This repository contains a Jupyter Notebook that automates the process of converting Common Vulnerabilities and Exposures (CVE) data from the National Vulnerability Database (NVD) into a format suitable for training language models like LLAMA.
Google Colab Link: CVE_to_LLAMA.ipynb (Open in Google Colab)
The notebook performs the following tasks:
- Downloads CVE data from the NVD JSON feeds for multiple years.
- Processes the downloaded JSON files and extracts relevant information such as CVE ID, description, references, and exploit code (if available).
- Maps CVE IDs to OSVDB IDs using a mapping file obtained from the MITRE Corporation.
- Creates a Parquet file (
data.parquet
) containing the extracted data. - Converts the Parquet file into a JSONL file (
train.jsonl
) for training language models.
The following output files are generated:
-
data.parquet
(Parquet file): This file contains the extracted data in a columnar format. The columns include CVE ID, Description, References, ExploitDB URL, OSVDB ID, and Prompt. -
train.jsonl
(JSON Lines file): This file is suitable for training language models like LLAMA. Each line in the file represents a JSON object with the following structure:
{
"instruction": "Explain <CVE_ID> and provide an exploit if one is available",
"input": "Explain <CVE_ID>",
"output": "<Description>\nReferences: <References>\n[Exploit code if available]"

Entries provided:

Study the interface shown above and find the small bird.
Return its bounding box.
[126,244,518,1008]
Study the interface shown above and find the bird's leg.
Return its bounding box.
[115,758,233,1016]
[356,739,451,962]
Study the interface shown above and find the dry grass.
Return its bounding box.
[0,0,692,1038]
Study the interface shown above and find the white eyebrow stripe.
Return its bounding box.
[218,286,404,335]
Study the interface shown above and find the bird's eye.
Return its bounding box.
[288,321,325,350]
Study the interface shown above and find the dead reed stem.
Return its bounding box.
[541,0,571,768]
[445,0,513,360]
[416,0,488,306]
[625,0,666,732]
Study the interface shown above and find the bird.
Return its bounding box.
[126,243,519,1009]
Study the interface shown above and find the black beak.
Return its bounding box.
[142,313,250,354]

--

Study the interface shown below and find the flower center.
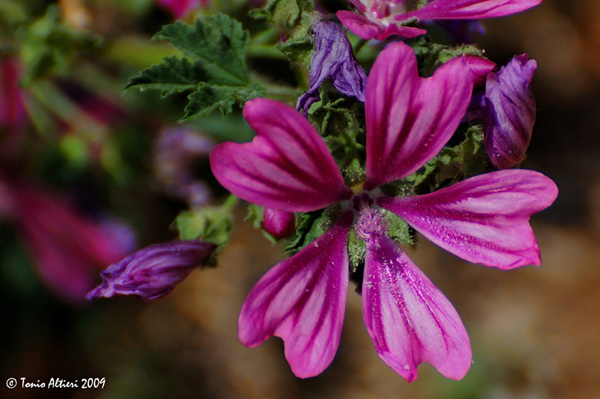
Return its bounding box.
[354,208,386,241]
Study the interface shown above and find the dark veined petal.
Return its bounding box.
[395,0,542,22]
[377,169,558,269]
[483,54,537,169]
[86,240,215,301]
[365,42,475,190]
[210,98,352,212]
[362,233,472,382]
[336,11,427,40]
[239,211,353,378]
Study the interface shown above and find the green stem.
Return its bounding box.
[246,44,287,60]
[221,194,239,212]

* * *

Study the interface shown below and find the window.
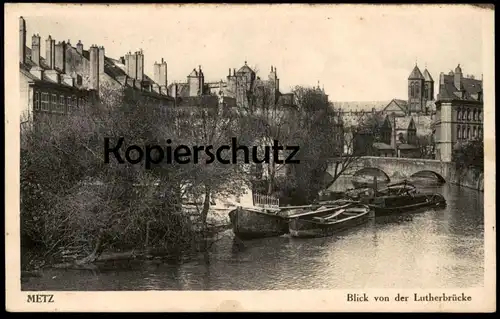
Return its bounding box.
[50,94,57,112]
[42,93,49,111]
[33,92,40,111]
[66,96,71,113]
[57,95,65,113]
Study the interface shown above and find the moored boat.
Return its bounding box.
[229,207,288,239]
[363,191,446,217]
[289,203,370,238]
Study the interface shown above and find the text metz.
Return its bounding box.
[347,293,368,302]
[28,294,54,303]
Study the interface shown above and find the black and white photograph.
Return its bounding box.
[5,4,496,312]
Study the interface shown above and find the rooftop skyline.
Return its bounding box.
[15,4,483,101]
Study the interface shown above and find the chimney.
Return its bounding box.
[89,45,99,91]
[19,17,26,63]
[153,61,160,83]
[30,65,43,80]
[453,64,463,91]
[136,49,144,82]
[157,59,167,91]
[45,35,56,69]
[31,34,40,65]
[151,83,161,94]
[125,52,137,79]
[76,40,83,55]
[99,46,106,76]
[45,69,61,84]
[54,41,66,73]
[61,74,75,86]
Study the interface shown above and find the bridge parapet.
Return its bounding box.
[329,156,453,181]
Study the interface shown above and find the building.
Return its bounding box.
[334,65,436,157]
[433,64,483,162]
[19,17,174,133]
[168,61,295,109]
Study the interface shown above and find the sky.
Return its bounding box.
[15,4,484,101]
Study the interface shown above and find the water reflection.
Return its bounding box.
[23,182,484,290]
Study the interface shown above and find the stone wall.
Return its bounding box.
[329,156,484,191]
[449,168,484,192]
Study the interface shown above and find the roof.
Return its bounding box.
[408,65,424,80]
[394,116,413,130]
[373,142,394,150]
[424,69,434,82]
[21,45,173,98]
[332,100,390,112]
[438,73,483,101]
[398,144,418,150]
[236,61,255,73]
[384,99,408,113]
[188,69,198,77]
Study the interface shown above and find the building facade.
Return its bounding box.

What you have to do:
From the description of the CVE conversion notebook, extract the passage that runs from "This repository contains" up to and including "code (if available).".

Answer box:
This repository contains a Jupyter Notebook that automates the process of converting Common Vulnerabilities and Exposures (CVE) data from the National Vulnerability Database (NVD) into a format suitable for training language models like LLAMA.
Google Colab Link: CVE_to_LLAMA.ipynb (Open in Google Colab)
The notebook performs the following tasks:
- Downloads CVE data from the NVD JSON feeds for multiple years.
- Processes the downloaded JSON files and extracts relevant information such as CVE ID, description, references, and exploit code (if available).